- [Exercise brief]: Could you reproduce all of the material below, word for word and line for line?

- [Records shown]:

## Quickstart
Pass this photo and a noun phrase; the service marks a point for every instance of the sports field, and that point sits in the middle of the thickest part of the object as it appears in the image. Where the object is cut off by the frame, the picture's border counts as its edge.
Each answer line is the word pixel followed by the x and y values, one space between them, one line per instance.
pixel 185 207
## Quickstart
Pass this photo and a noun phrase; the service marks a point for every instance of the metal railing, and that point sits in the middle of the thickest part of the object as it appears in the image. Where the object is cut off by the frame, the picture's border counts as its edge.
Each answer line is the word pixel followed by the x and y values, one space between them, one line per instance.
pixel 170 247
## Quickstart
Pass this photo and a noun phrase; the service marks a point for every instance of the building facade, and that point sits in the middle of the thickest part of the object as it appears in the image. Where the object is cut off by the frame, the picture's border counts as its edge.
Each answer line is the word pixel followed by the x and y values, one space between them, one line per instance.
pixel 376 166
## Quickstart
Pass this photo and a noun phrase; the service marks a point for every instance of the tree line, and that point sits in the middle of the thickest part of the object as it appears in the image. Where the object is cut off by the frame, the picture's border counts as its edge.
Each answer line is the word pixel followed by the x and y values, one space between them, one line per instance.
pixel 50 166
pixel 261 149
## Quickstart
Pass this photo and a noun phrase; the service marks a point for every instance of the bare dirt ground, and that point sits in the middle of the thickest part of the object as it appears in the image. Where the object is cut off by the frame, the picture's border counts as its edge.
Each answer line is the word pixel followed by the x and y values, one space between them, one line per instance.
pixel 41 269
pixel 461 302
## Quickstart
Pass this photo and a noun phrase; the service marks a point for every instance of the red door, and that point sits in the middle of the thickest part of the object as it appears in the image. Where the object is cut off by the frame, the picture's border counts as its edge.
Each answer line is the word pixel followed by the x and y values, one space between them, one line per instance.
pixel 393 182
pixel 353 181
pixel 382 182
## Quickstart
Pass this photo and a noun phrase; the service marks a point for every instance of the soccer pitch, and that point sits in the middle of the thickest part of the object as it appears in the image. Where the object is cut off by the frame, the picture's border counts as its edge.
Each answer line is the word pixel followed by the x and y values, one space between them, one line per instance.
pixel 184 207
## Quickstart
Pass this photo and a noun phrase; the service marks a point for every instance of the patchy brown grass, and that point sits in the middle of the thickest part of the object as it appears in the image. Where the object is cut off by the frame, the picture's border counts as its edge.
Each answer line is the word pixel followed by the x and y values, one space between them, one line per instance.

- [Completed task]:
## Quickstart
Pass this photo and a noun phrase; the service marks a point for every instance of the sports field, and that point sits in the middle of the thickest part of the object as it appears in the image. Where the object is cut off by the frame, the picture's border counts as its edge.
Each answer line is the word pixel followed by the x and y values, one space between them, one line per instance.
pixel 185 207
## Quickstart
Pass this photo and a noun phrase; the service marks a point for every instance of the metal railing, and that point sits in the middle of the thickest part of the object as it appears in the image. Where the object is cut off by the frame, the picture's border counts as its edge.
Each answer line is the word pixel followed by the x and y values, one space between them, one line per instance.
pixel 170 247
## Quickstart
Pass this photo and a noun phrase; the service marks a point for every instance of the building facade, and that point sits in the middle of the thickest part of the object as it appears in the image. Where the object is cut off by the frame, the picture's border counts as its edge.
Each answer line is the word pixel followed by the x and y values, one space between them, one line per instance.
pixel 376 166
## Quickstart
Pass this photo and a noun phrase; the service marks a point for every instance of the tree line, and that point sits in the middle of the thickest part of the object as it appears in the image. Where the object is cut off by the frame, the picture's border counts as its edge.
Each answer line is the word pixel followed by the x and y values, one space between them, one line per instance.
pixel 50 166
pixel 261 149
## Quickstart
Pass this photo and a noun phrase; the service marks a point for every instance of the bare dirt ground, and that point sits in the middle of the thickest part of the object as it appears in the image. Where the object is cut off by the frame, the picture's border counts as its edge.
Each answer line is the word pixel followed by the x and y values, one space between them, one line per instance.
pixel 41 269
pixel 461 302
## Quickstart
Pass this photo and a noun phrase; the service marks a point for every instance of the red door, and that point sits in the middle of the thickest part of the object as it appears in the image. Where the object is cut off by the frame, the picture's border counts as its edge.
Each answer line is the word pixel followed by the x and y values, one space between them, one line per instance.
pixel 393 182
pixel 353 181
pixel 382 182
## Quickstart
Pass this photo and a noun phrase; the service marks a point for every instance of the soccer pitch, and that point sits in the middle of the thickest part of the object as it appears in the image. Where the object is cut off by the frame, the picture's border counts as its edge.
Each answer line is the word pixel followed by the x and y values, one space between them, one line per instance.
pixel 184 207
## Quickstart
Pass this photo and a noun phrase; the service marks a point for every instance of the patchy brown grass, and that point sits in the middle of the thickest part of the object as it appears in the image. Where the object is cut off by the frame, the picture's border counts as its edge.
Each answer line is the word pixel followed by the x and y values, one space between them, one line per instance.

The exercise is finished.